> _The request_: Copy out the material below word for word, leaving out the pictures.

(Records of labeled points)
────────────────────
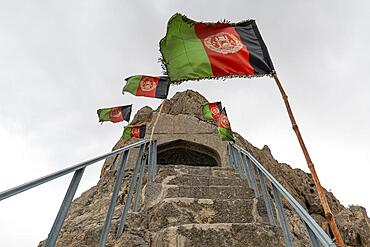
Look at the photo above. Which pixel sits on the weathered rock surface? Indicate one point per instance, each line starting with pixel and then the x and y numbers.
pixel 202 206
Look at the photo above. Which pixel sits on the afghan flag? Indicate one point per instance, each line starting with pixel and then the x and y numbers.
pixel 115 114
pixel 137 131
pixel 224 128
pixel 193 50
pixel 148 86
pixel 212 110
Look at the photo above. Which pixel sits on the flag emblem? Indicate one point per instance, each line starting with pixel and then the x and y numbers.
pixel 147 84
pixel 223 42
pixel 116 114
pixel 215 111
pixel 224 122
pixel 135 132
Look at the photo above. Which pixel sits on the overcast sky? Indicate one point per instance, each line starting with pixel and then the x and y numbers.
pixel 62 60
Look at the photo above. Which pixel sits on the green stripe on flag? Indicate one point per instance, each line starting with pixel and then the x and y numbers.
pixel 132 84
pixel 126 135
pixel 190 62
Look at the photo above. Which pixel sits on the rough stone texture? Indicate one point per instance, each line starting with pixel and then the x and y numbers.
pixel 172 214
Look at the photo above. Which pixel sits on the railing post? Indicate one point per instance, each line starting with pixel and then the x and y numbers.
pixel 313 238
pixel 59 220
pixel 151 162
pixel 122 221
pixel 237 164
pixel 231 158
pixel 266 198
pixel 282 217
pixel 140 183
pixel 155 159
pixel 251 182
pixel 112 205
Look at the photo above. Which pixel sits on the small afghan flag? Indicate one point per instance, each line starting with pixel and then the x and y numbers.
pixel 224 128
pixel 148 86
pixel 193 50
pixel 212 110
pixel 115 114
pixel 137 131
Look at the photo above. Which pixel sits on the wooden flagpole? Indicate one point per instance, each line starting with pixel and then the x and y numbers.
pixel 328 214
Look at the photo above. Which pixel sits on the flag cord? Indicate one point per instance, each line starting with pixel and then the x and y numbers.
pixel 328 214
pixel 156 121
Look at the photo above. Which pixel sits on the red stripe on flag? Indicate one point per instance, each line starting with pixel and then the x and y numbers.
pixel 223 122
pixel 116 114
pixel 215 111
pixel 135 131
pixel 147 86
pixel 226 51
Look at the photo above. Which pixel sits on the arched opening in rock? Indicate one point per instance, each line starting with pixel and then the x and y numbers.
pixel 181 152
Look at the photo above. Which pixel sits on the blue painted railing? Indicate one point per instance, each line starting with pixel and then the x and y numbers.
pixel 250 169
pixel 147 155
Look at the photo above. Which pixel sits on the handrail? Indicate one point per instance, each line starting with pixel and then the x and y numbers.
pixel 29 185
pixel 146 146
pixel 310 223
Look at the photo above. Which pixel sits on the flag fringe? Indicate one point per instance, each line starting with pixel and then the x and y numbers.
pixel 222 21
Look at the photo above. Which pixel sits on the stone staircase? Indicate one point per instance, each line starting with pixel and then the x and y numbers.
pixel 205 206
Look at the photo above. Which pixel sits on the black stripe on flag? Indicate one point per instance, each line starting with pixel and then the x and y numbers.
pixel 126 112
pixel 259 57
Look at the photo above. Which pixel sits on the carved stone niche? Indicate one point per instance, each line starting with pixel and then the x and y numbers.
pixel 181 152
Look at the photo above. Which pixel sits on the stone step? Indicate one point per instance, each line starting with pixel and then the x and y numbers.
pixel 220 235
pixel 170 170
pixel 208 192
pixel 180 211
pixel 191 180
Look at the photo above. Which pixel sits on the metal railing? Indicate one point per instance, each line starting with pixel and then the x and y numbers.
pixel 147 156
pixel 251 170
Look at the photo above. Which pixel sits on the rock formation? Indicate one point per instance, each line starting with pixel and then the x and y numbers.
pixel 196 199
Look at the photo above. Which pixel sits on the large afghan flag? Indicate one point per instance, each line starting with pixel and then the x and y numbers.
pixel 193 50
pixel 115 114
pixel 148 86
pixel 137 131
pixel 224 128
pixel 212 110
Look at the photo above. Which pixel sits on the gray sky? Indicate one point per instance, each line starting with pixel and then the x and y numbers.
pixel 62 60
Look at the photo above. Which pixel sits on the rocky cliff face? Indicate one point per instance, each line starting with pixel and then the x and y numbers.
pixel 196 214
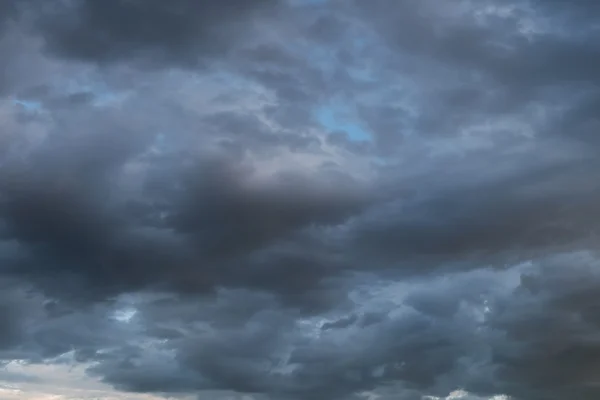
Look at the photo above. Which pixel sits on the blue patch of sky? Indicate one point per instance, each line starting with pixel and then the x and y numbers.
pixel 337 118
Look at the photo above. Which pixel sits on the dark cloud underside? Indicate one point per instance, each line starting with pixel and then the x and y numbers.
pixel 302 199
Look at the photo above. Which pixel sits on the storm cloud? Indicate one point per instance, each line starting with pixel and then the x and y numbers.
pixel 300 199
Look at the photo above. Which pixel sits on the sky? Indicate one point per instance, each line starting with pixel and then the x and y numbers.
pixel 299 199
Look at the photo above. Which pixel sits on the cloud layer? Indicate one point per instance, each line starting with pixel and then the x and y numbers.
pixel 273 200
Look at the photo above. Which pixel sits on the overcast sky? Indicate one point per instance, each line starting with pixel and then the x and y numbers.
pixel 299 199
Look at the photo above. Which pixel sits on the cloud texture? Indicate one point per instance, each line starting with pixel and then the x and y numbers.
pixel 293 200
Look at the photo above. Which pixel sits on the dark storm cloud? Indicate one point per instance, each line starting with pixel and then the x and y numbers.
pixel 177 32
pixel 183 230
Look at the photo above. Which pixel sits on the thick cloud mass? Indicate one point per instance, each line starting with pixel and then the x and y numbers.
pixel 277 199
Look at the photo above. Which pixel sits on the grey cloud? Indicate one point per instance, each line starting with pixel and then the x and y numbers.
pixel 265 253
pixel 181 32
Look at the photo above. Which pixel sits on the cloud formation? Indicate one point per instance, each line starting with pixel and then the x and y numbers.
pixel 290 200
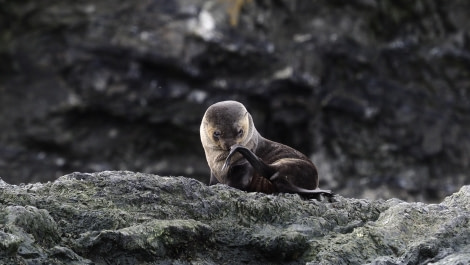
────────────────────
> _Response_:
Look at the photo above. Which pixel sits on the weathered rock surface? Indicate one point per instance, each line starting with pixel and then the x and y numbers.
pixel 202 206
Look at the photo above. Which pixel sits on the afghan flag? Indicate one point per instance, each line starting with pixel and then the x and y numbers.
pixel 115 114
pixel 137 131
pixel 224 128
pixel 193 50
pixel 148 86
pixel 212 110
Look at the photo above. Which pixel sits on the flag emblem? Indicate one point per instance, each line starting with pixel and then the x and y numbers.
pixel 147 84
pixel 223 42
pixel 116 114
pixel 215 111
pixel 224 122
pixel 135 132
Look at the photo above. Which pixel sits on the overcast sky? Indicate one point per instance, each line starting with pixel and then the x and y numbers.
pixel 62 60
Look at the photo above. Which pixel sits on the green stripe on flag? Indicate one point per instance, each line starting with pixel and then the x and y numbers.
pixel 132 84
pixel 126 135
pixel 190 62
Look at the photo above. Which pixel sits on the rough stone texture? Indicate one point per instance, each line starting with pixel and then the x and y numbers.
pixel 172 214
Look at the photo above. Which pixel sits on the railing post? Indicate one point per instance, each line starting with pixel and then the x and y numbers.
pixel 313 238
pixel 59 220
pixel 151 162
pixel 122 221
pixel 237 164
pixel 231 158
pixel 266 198
pixel 282 217
pixel 140 183
pixel 155 159
pixel 251 182
pixel 112 205
Look at the photo above. Which pixel sits on the small afghan flag? Indicate one point per instance, each line starting with pixel and then the x and y numbers.
pixel 224 128
pixel 148 86
pixel 193 50
pixel 212 110
pixel 115 114
pixel 137 131
Look at the photo above. Which pixel sits on the wooden flagpole? Indicate one point per instance, each line starting with pixel and then the x and y numbers.
pixel 328 214
Look at the photo above. Which pixel sits on the flag cord? Indicate one point per instance, each line starting with pixel and then the x and y numbers.
pixel 328 214
pixel 156 121
Look at the photo above. Which pixel sits on the red stripe on flag? Indicate one point per instance, each line starting with pixel and then the x and y numbers.
pixel 223 122
pixel 116 114
pixel 215 111
pixel 135 131
pixel 147 86
pixel 226 51
Look at the photo above. Which pixel sits on the arched opening in rock? Indicate one point per instance, each line starting with pixel and then the x and y numbers.
pixel 181 152
Look at the photo above. Which pixel sits on the blue painted railing? Indicate one point per instance, each line starting with pixel and then the x and y numbers.
pixel 250 169
pixel 147 155
Look at the photo above. Which pixel sits on the handrail? Indicate one point per instance, each line starting with pixel and then the x and y numbers.
pixel 29 185
pixel 146 146
pixel 310 223
Look at the photo above. Which pixel sits on the flag fringe? Indicate one point per instance, each line starting with pixel and then the x and y numbers.
pixel 222 21
Look at the photo above. Which pixel sits on the stone staircase? Indicate one point per instance, each line starting with pixel and then the x and y numbers.
pixel 205 206
Look at the photo above. Which pixel sits on the black stripe on flag? Indicate one point per instance, each line starting with pixel and then the x and y numbers.
pixel 126 112
pixel 259 57
Look at the photo above. Which pixel sits on the carved stone niche? Indicate one point per instance, each line starting with pixel and then the x and y numbers.
pixel 181 152
Look at the photo above. Which pixel sits on the stone step? Indicate one point per instance, each line starting with pixel and then the x and y numbers.
pixel 220 235
pixel 170 170
pixel 208 192
pixel 180 211
pixel 191 180
Look at the photo above. Which pixel sits on the metal railing? Indicate one point per instance, each line starting with pixel and then the x and y numbers.
pixel 147 156
pixel 251 170
Look at the photo above. Which pixel sits on the rock formation? Indicate one point per instance, each line starting with pixel and then the x and y numbers.
pixel 196 199
Look at the photo above. Which pixel sits on the large afghan flag? Indicate one point per instance, each line starting with pixel and then the x and y numbers.
pixel 193 50
pixel 115 114
pixel 148 86
pixel 137 131
pixel 224 128
pixel 212 110
Look at the photo above. Which pixel sits on the gray sky? Indicate one point per instance, each line starting with pixel and then the x and y numbers.
pixel 62 60
Look at the photo above. Which pixel sits on the rocky cliff face? Indicate one point per instance, each line starting with pixel and then the x and y numbers.
pixel 196 214
Look at the photo above. Which pixel sits on the blue patch of sky? Indicate one point per instance, each line starting with pixel and then the x and y numbers.
pixel 337 118
Look at the photo above. Which pixel sits on the dark cloud underside? Indicate one point per instance, each line starting with pixel and then the x and y numbers.
pixel 302 199
Look at the photo above. Which pixel sits on the storm cloud? Indicate one point per instance, each line starting with pixel and then the x and y numbers.
pixel 300 199
Look at the photo above. Which pixel sits on the sky? Indicate one point per instance, each line starting with pixel and then the x and y numbers.
pixel 299 199
Look at the photo above. Which pixel sits on the cloud layer? Indicate one point per instance, each line starting with pixel and then the x and y numbers.
pixel 273 200
Look at the photo above. Which pixel sits on the overcast sky? Indicate one point per instance, each line starting with pixel and then the x and y numbers.
pixel 299 199
Look at the photo above. Which pixel sits on the cloud texture? Indicate one point per instance, each line starting with pixel and then the x and y numbers.
pixel 293 200
Look at the photo above. Which pixel sits on the dark storm cloud? Indicate one point per instance, each line starting with pixel and then the x and y numbers.
pixel 177 32
pixel 183 230
Look at the photo above. Which pixel sits on the thick cloud mass? Indicate one point per instance, each line starting with pixel and then the x and y numbers.
pixel 277 199
Look at the photo above. Which pixel sits on the grey cloud? Indicate one point per instance, each line starting with pixel and then the x and y numbers.
pixel 265 253
pixel 181 32
Look at the photo above. Which pixel sits on the cloud formation? Indicate one point per instance, each line starting with pixel and then the x and y numbers.
pixel 290 200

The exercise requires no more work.